* [Information]:
::::

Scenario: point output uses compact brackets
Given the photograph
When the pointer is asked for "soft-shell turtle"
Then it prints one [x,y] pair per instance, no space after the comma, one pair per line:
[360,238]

::::

* [What you should do]: Type the entries out again so that they match exactly.

* [Solved exercise]:
Scenario: point output uses compact brackets
Given the photograph
When the pointer is asked for "soft-shell turtle"
Then it prints one [x,y] pair per instance, no space after the comma, one pair per line:
[360,238]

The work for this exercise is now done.